**Work order**
Wherever the word "surface" appears in a line of the data, that line should be copied.
BEGIN The data
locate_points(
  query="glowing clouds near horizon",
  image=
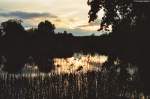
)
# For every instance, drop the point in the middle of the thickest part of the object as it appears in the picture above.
(68, 18)
(79, 63)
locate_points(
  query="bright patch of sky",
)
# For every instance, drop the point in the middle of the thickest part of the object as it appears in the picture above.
(69, 15)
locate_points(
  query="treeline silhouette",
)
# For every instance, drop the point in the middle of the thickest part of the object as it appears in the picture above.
(40, 45)
(130, 37)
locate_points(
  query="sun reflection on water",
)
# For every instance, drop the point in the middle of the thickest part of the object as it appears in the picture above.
(79, 63)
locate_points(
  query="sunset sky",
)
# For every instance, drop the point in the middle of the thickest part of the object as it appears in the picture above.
(70, 15)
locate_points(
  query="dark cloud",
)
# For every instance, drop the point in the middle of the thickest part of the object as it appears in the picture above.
(26, 15)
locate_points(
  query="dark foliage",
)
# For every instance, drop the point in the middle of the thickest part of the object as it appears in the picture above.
(130, 22)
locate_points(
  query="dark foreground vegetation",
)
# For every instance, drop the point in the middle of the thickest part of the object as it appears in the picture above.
(105, 84)
(129, 39)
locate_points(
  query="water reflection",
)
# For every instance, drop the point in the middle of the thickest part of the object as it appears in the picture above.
(78, 77)
(79, 62)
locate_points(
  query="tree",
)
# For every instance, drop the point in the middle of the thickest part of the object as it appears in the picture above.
(46, 27)
(130, 22)
(12, 27)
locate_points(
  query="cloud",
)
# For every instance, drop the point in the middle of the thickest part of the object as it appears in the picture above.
(26, 15)
(95, 23)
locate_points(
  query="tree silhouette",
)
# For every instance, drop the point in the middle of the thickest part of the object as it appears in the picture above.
(130, 36)
(46, 28)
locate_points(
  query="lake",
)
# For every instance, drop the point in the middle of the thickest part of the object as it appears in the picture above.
(81, 76)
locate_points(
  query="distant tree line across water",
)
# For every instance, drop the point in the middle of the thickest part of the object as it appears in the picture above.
(41, 44)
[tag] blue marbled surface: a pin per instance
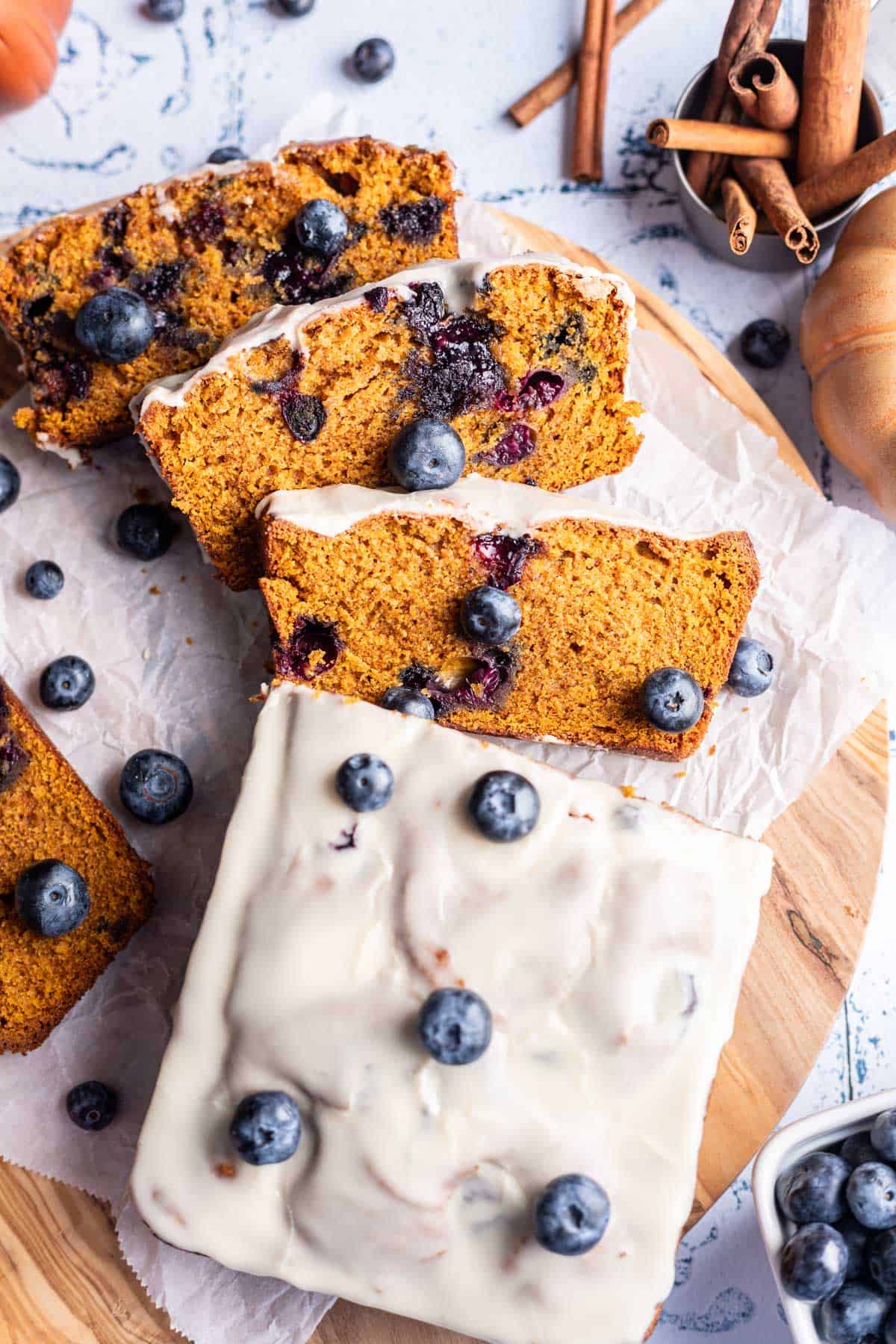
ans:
(134, 101)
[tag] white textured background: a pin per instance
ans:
(136, 101)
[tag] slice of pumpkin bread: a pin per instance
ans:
(47, 812)
(505, 609)
(524, 361)
(198, 255)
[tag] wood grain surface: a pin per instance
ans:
(62, 1280)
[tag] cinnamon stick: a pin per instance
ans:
(849, 179)
(748, 28)
(559, 82)
(594, 74)
(716, 137)
(832, 84)
(741, 215)
(765, 90)
(771, 190)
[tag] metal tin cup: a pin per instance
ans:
(768, 252)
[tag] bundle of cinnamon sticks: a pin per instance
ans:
(762, 144)
(766, 146)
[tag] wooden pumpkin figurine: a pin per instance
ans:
(848, 344)
(28, 31)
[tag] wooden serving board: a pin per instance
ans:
(60, 1272)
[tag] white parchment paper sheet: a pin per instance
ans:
(178, 658)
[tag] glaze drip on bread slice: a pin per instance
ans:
(526, 359)
(206, 252)
(47, 812)
(608, 945)
(366, 591)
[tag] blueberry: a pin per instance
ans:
(364, 783)
(373, 60)
(852, 1315)
(66, 683)
(45, 579)
(751, 668)
(489, 616)
(813, 1191)
(321, 226)
(226, 155)
(155, 786)
(856, 1239)
(408, 702)
(166, 11)
(146, 531)
(504, 806)
(116, 326)
(813, 1263)
(52, 898)
(92, 1105)
(10, 483)
(571, 1216)
(267, 1128)
(765, 343)
(672, 700)
(857, 1149)
(428, 455)
(871, 1194)
(454, 1026)
(882, 1260)
(883, 1136)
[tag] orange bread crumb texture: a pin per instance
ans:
(529, 371)
(601, 606)
(47, 812)
(206, 253)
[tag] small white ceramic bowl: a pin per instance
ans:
(805, 1136)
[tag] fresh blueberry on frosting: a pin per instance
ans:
(455, 1026)
(489, 616)
(813, 1263)
(146, 531)
(871, 1194)
(116, 326)
(66, 683)
(408, 700)
(672, 700)
(92, 1105)
(855, 1315)
(428, 455)
(52, 898)
(571, 1216)
(45, 579)
(751, 668)
(267, 1128)
(364, 783)
(504, 806)
(883, 1136)
(813, 1189)
(156, 786)
(321, 226)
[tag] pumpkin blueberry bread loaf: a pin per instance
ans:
(512, 369)
(449, 1030)
(508, 611)
(73, 890)
(171, 269)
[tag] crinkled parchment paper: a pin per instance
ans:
(178, 658)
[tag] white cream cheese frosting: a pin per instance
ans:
(482, 503)
(609, 944)
(458, 280)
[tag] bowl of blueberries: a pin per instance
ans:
(825, 1192)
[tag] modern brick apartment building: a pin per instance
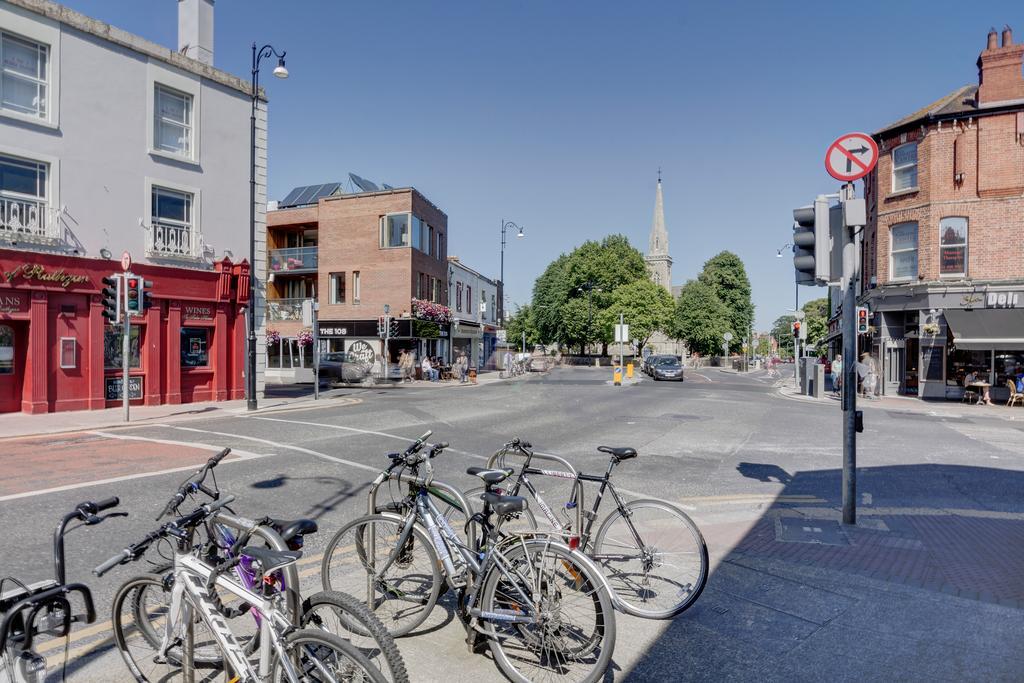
END The data
**Solution to the exercise**
[tag] blue marbled surface: a pin per instance
[tag] wood grain surface: a pin per instance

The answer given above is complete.